Passage provided:
· · · · · · ·

281_Zigzag_Iterator

Zigzag Iterator

Difficulty Medium

tags design pattern

Given two 1d vectors, implement an iterator to return their elements alternately.

For example, given two 1d vectors:

v1 = [1, 2]
v2 = [3, 4, 5, 6]

By calling next repeatedly until hasNext returns false, the order of elements returned by next should be: [1, 3, 2, 4, 5, 6].

Follow up: What if you are given k 1d vectors? How well can your code be extended to such cases?

The "Zigzag" order is not clearly defined and is ambiguous for k > 2 cases. If "Zigzag" does not look right to you, replace "Zigzag" with "Cyclic". For example, given the following input:

[1,2,3]
[4,5,6,7]
[8,9]

It should return [1,4,8,2,5,9,3,6,7].

思路：

复习了最基本的design pattern: iterator.

想象成一个二维矩阵来处理即可

solution 1

class ZigzagIterator {
public:
    ZigzagIterator(vector<int>& v1, vector<int>& v2) {
        list.push_back(v1);
        list.push_back(v2);       
        iter = 0;
    }

    int next() {
        if (!hasNext()) throw "Has no next node";
        iter++;
        return cur;
    }

    bool hasNext() {
        for (int i = 0; i <= list.size(); i++) {
            int pos = (iter + i) / list.size();
            int idx = (iter + i) % list.size();
            if (list[idx].size() > pos) {
                iter = i + iter;
                cur  = list[idx][pos];
                return true;
            }
        }
        return false;
    }
private:
    vector<vector<int>> list;
    int iter;
    int cur;
};

· · · · · · ·

Provided information:
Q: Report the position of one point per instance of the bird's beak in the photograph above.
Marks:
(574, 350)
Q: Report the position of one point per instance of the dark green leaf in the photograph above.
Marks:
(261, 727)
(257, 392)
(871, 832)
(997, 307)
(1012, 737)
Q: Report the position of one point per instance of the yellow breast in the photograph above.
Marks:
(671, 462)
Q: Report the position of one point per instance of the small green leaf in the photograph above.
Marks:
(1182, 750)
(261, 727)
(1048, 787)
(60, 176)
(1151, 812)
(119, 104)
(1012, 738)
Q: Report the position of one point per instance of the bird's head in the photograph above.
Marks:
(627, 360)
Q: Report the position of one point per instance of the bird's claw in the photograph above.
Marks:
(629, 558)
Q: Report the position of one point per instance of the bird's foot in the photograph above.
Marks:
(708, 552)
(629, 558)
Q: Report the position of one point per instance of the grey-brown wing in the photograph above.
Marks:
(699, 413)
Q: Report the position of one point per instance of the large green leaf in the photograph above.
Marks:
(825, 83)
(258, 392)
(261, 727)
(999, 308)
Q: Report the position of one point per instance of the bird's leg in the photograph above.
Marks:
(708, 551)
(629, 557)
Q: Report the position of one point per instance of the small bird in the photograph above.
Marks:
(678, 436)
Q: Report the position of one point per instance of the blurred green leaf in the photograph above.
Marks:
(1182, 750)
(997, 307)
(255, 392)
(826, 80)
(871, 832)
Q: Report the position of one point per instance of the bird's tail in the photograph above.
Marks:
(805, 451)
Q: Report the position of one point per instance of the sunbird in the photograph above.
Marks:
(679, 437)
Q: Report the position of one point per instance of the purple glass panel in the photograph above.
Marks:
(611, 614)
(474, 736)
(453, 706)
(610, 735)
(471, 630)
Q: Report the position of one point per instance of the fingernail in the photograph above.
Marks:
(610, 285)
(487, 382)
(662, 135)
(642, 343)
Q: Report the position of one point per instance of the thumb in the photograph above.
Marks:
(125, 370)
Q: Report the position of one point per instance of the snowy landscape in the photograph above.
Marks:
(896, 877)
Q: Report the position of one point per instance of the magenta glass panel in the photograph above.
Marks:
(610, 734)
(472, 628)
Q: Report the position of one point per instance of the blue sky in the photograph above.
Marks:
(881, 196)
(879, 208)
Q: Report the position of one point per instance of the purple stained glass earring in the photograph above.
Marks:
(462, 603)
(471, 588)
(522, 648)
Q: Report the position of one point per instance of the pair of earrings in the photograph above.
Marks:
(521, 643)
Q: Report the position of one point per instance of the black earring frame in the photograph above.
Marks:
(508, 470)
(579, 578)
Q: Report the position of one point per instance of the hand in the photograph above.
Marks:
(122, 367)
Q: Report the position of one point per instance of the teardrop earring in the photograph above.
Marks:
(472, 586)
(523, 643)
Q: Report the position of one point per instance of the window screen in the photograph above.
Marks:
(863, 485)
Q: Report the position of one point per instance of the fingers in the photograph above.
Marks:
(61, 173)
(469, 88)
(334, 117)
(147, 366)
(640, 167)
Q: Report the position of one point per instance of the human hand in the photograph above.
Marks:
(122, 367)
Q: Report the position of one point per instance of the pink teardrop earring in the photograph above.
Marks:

· · · · · · ·

Actions to take:
**a)** List every private member variable declared in the class on the Zigzag Iterator page, along with its type.
**b)** Shorten the paragraph of the Zigzag Iterator page that begins "The "Zigzag" order is not clearly defined", keeping its main facts.
**c)** From the Zigzag Iterator page, copy the passage that begins with "By calling next" and ends after "to such cases?", swapping "hasNext" for "hasMore".
The items come from a different source than the Zigzag Iterator page.

Outputs:
**a)**
- list: vector<vector<int>>
- iter: int
- cur: int

**b)** The "Zigzag" order is ambiguous when k > 2. If the term seems wrong, use "Cyclic" instead. An example input follows.

**c)**
By calling next repeatedly until hasMore returns false, the order of elements returned by next should be: [1, 3, 2, 4, 5, 6].

Follow up: What if you are given k 1d vectors? How well can your code be extended to such cases?